--- begin Data entries ---

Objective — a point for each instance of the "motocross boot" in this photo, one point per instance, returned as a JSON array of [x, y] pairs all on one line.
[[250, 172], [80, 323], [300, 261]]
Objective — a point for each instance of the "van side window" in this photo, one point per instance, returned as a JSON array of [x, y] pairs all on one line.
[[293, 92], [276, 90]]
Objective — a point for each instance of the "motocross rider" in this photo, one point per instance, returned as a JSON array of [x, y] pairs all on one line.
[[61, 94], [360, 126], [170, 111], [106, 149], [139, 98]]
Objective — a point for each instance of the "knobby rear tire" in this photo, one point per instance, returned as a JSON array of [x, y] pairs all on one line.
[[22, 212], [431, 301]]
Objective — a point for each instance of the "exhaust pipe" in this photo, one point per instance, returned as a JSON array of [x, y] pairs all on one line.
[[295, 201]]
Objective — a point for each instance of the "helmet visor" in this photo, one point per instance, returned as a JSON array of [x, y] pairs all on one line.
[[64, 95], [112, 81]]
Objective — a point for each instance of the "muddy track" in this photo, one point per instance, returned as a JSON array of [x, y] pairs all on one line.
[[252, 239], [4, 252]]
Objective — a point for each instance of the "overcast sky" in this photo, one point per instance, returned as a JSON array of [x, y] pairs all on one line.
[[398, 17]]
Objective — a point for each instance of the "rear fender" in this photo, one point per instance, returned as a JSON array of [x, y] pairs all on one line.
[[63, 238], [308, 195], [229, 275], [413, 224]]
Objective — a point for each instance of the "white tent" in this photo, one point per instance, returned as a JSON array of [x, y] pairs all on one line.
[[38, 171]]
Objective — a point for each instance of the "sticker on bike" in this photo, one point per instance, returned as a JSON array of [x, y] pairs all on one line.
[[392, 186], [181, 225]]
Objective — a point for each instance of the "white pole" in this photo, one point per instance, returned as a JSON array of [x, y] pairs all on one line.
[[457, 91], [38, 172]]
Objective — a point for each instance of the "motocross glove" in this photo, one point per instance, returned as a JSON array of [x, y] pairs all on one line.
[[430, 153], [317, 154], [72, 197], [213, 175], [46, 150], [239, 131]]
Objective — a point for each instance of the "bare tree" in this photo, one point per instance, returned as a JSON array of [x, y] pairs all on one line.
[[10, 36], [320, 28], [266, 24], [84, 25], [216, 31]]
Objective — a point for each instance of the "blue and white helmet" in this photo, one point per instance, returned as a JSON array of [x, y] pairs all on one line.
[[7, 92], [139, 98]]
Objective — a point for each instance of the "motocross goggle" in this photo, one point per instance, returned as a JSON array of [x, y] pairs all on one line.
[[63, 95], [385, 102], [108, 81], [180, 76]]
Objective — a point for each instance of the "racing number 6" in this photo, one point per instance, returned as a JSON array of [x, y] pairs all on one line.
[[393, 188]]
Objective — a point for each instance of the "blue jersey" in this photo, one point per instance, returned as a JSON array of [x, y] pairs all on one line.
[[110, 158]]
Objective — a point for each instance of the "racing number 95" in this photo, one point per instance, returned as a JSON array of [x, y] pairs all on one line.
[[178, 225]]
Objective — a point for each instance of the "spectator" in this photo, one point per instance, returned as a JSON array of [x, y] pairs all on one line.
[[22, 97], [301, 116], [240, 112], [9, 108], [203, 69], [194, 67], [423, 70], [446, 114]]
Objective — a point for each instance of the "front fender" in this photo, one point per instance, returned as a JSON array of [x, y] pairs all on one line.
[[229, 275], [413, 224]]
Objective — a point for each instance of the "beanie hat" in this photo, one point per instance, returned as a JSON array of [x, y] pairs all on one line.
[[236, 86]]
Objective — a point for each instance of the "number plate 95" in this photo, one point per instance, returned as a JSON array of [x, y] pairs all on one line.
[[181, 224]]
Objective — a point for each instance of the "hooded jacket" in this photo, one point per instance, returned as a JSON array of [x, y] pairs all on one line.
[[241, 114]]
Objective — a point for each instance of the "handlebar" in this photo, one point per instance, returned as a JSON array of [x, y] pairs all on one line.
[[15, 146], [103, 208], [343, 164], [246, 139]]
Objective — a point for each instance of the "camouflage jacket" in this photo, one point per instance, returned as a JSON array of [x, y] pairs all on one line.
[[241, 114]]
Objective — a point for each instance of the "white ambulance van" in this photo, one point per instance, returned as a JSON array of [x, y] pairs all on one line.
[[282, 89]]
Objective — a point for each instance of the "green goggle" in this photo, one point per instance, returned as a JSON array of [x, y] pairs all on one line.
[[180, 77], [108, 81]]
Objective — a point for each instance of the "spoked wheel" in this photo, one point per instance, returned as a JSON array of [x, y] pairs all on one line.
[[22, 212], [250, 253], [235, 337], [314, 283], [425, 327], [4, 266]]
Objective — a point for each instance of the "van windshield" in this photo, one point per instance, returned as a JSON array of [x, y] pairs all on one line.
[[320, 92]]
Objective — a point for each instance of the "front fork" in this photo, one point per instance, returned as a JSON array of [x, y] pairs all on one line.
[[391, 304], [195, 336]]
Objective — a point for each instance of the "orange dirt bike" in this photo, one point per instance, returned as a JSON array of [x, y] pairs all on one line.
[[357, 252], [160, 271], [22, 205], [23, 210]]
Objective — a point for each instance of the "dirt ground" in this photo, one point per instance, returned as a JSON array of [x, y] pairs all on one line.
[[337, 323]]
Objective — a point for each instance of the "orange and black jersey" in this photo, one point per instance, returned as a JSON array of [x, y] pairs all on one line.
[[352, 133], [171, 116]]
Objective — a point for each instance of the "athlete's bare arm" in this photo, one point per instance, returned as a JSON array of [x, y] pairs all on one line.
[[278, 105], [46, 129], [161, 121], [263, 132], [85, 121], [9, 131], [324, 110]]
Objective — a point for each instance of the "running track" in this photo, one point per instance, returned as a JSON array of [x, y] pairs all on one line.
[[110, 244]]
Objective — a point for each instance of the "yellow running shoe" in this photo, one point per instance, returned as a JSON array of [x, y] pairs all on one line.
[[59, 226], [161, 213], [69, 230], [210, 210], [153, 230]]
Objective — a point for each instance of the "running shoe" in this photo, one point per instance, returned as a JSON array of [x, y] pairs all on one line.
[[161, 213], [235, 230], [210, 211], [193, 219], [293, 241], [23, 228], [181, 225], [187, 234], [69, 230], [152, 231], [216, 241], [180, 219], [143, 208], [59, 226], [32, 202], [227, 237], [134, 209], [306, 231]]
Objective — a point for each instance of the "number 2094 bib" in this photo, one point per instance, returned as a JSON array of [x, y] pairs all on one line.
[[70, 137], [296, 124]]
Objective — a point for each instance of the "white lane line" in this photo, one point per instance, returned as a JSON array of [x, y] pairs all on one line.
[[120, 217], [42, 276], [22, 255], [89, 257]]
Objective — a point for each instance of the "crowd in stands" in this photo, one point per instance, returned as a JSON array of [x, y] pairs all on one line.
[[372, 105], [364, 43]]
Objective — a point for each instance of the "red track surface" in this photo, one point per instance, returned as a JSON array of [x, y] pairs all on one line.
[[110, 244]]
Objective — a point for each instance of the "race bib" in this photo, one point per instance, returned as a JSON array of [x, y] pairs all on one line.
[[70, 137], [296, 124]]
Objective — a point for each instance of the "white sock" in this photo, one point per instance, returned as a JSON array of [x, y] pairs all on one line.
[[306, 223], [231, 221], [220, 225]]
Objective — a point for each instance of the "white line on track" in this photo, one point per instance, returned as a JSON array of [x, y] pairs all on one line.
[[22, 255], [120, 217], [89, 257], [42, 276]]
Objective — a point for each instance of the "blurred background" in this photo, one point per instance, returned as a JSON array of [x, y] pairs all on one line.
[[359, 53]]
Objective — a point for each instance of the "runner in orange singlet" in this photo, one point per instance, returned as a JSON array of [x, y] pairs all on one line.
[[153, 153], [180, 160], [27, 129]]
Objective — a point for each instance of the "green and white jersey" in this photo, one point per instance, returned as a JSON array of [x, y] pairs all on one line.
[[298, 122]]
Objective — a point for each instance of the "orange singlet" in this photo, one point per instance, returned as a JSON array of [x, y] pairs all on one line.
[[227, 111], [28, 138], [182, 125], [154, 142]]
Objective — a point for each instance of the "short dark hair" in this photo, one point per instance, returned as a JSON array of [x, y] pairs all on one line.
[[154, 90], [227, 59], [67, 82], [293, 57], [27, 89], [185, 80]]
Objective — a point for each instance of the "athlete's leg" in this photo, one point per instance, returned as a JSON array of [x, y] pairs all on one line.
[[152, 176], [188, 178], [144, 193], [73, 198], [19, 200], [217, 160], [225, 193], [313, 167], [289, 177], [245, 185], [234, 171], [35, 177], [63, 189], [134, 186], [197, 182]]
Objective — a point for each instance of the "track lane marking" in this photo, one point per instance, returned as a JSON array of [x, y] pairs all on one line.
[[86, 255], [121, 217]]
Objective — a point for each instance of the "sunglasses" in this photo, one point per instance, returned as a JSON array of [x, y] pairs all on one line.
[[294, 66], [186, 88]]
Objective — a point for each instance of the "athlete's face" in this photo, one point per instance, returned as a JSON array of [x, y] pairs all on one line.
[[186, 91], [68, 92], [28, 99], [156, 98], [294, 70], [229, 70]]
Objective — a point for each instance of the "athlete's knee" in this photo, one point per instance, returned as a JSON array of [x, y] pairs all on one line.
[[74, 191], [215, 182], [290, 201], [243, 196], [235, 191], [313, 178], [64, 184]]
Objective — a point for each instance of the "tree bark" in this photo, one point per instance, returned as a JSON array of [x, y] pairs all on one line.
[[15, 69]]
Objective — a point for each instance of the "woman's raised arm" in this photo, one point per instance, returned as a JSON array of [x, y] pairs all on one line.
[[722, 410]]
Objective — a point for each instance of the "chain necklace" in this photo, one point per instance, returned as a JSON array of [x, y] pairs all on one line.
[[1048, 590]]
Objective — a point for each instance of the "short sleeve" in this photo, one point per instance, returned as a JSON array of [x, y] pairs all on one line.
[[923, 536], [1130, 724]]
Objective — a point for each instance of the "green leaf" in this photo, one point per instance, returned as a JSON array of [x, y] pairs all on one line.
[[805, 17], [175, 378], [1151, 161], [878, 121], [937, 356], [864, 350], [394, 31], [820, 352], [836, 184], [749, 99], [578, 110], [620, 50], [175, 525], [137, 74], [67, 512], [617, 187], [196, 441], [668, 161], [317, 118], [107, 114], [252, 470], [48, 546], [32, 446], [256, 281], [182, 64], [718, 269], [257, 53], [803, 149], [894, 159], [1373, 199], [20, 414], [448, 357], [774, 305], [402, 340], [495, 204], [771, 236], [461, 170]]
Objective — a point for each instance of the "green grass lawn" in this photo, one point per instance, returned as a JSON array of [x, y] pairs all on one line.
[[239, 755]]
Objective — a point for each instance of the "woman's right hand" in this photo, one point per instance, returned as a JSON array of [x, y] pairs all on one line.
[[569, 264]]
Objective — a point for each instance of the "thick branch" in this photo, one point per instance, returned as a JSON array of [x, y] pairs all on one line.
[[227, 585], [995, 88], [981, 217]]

--- end Data entries ---

__Prompt__: Please convert the lines above into a JSON list of strings, one string per line and blank lines left out, covering everything from the start through the line holding "[[295, 201]]", inclusive.

__Response for this exercise__:
[
  "Objective — a point for each instance of the \"motocross boot\" in this photo, one point per instance, returned as a JSON array of [x, y] pairs all on one line.",
  "[[250, 172], [80, 323], [300, 261]]",
  "Objective — a point for each instance of the \"van side window\" in this photo, one point per instance, returned as a JSON array of [x, y] pairs all on one line.",
  "[[293, 92], [276, 90]]",
  "Objective — a point for each instance of the \"motocross rider\" in this photo, one point per instance, returned as a JSON array of [x, y] pairs all on one line.",
  "[[61, 94], [360, 126], [170, 111], [106, 149], [139, 98]]",
  "Objective — a point for each instance of the \"knobby rear tire\" in this photo, one point per instance, returned as a JSON array of [x, y] pairs all on one line.",
  "[[22, 212], [431, 301]]",
  "Objective — a point for each instance of the \"exhaust pipe\" in this photo, one point per instance, returned as a JSON array of [x, y] pairs all on one line.",
  "[[295, 201]]"
]